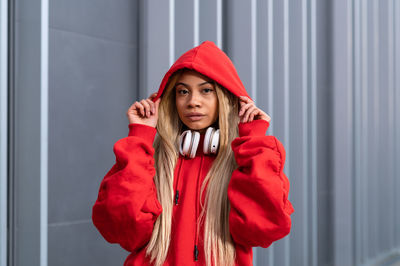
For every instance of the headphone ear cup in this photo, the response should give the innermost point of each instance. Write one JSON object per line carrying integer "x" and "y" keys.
{"x": 184, "y": 142}
{"x": 214, "y": 142}
{"x": 188, "y": 143}
{"x": 195, "y": 143}
{"x": 211, "y": 141}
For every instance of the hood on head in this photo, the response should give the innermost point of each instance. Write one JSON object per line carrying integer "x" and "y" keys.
{"x": 210, "y": 61}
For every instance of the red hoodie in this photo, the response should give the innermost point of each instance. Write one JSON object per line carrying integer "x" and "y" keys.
{"x": 127, "y": 204}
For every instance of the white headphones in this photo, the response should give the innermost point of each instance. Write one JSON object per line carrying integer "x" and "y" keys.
{"x": 189, "y": 141}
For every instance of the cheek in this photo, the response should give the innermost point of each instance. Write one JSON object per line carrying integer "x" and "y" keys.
{"x": 214, "y": 107}
{"x": 179, "y": 107}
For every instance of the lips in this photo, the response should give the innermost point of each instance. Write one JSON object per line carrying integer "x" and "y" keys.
{"x": 194, "y": 116}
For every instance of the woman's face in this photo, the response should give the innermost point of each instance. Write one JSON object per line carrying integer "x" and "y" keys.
{"x": 196, "y": 100}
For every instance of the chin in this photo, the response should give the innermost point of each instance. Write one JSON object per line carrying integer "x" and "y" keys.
{"x": 197, "y": 126}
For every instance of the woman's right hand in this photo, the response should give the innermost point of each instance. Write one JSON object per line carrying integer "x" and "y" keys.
{"x": 144, "y": 112}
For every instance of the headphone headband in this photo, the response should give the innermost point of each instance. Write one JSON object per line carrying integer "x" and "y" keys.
{"x": 189, "y": 142}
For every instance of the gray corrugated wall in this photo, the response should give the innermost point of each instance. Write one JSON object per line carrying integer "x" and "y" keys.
{"x": 327, "y": 72}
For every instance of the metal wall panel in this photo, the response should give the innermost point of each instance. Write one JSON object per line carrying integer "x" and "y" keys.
{"x": 327, "y": 72}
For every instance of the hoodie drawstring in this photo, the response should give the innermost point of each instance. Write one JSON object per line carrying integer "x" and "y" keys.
{"x": 177, "y": 183}
{"x": 196, "y": 251}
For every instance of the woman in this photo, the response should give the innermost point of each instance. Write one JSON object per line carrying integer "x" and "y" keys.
{"x": 209, "y": 186}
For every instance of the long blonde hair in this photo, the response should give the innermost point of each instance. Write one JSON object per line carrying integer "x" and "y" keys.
{"x": 218, "y": 244}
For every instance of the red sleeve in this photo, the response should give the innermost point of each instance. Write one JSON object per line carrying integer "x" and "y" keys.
{"x": 258, "y": 189}
{"x": 127, "y": 204}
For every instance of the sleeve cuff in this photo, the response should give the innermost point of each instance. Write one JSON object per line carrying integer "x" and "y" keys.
{"x": 254, "y": 128}
{"x": 147, "y": 133}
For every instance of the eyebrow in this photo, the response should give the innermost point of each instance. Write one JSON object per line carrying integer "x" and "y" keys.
{"x": 186, "y": 85}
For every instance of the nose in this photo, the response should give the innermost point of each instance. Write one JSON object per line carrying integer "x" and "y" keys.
{"x": 194, "y": 100}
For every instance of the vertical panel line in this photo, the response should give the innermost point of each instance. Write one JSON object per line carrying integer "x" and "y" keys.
{"x": 253, "y": 49}
{"x": 357, "y": 130}
{"x": 314, "y": 133}
{"x": 44, "y": 47}
{"x": 171, "y": 32}
{"x": 196, "y": 30}
{"x": 219, "y": 23}
{"x": 392, "y": 209}
{"x": 397, "y": 120}
{"x": 4, "y": 130}
{"x": 253, "y": 91}
{"x": 286, "y": 107}
{"x": 364, "y": 129}
{"x": 375, "y": 172}
{"x": 305, "y": 130}
{"x": 270, "y": 250}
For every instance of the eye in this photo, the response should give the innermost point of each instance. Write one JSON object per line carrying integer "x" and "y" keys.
{"x": 182, "y": 91}
{"x": 208, "y": 90}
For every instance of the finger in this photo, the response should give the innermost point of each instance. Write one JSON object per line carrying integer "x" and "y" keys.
{"x": 153, "y": 95}
{"x": 151, "y": 103}
{"x": 146, "y": 107}
{"x": 248, "y": 112}
{"x": 140, "y": 107}
{"x": 252, "y": 115}
{"x": 157, "y": 104}
{"x": 245, "y": 99}
{"x": 244, "y": 108}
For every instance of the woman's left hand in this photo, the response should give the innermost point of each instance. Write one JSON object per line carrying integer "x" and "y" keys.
{"x": 249, "y": 111}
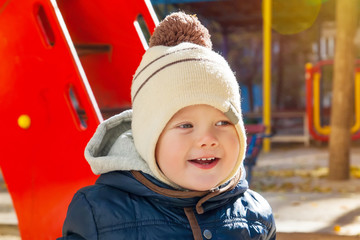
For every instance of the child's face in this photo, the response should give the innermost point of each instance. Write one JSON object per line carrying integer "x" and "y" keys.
{"x": 198, "y": 148}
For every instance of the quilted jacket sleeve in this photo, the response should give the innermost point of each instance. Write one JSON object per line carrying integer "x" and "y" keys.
{"x": 79, "y": 223}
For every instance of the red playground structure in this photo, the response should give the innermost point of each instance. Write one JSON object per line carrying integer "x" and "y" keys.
{"x": 64, "y": 65}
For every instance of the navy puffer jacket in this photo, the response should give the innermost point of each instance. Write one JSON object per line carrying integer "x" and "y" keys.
{"x": 119, "y": 206}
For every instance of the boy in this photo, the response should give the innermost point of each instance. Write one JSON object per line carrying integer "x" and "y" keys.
{"x": 171, "y": 168}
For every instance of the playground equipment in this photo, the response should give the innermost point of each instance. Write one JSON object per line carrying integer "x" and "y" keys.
{"x": 313, "y": 109}
{"x": 47, "y": 106}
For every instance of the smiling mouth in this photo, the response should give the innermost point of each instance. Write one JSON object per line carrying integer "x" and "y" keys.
{"x": 205, "y": 163}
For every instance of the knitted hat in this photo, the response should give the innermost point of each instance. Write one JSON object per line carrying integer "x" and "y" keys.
{"x": 179, "y": 70}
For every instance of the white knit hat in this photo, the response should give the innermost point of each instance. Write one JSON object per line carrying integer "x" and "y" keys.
{"x": 170, "y": 78}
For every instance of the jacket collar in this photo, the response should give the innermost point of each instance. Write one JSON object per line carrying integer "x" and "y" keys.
{"x": 145, "y": 185}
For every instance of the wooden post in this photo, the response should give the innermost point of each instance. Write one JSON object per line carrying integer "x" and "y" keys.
{"x": 342, "y": 112}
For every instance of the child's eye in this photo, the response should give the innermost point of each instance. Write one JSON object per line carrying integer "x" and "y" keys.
{"x": 186, "y": 125}
{"x": 223, "y": 123}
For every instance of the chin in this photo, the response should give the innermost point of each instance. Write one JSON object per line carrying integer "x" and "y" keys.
{"x": 201, "y": 187}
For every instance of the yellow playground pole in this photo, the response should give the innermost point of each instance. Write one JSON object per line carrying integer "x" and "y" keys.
{"x": 267, "y": 71}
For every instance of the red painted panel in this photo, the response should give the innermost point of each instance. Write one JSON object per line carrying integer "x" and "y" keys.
{"x": 42, "y": 156}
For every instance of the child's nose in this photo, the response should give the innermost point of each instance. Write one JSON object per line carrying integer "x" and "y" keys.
{"x": 208, "y": 139}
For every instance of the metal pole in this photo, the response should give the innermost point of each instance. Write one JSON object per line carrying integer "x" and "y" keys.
{"x": 267, "y": 71}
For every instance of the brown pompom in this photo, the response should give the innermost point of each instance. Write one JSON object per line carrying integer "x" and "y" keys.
{"x": 179, "y": 27}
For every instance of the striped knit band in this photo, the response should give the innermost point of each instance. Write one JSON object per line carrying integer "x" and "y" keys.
{"x": 171, "y": 78}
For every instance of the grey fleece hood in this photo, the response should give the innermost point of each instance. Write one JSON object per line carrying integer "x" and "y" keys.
{"x": 112, "y": 147}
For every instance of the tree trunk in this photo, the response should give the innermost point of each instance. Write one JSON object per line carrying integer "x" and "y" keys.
{"x": 343, "y": 90}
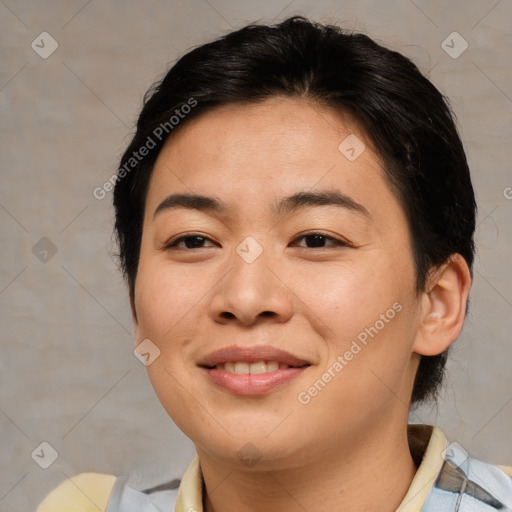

- WHAT IS NEEDED
How many lines of the items contain the word "cuff"? Reply with the number alone.

- RESULT FOR THIS EXERCISE
1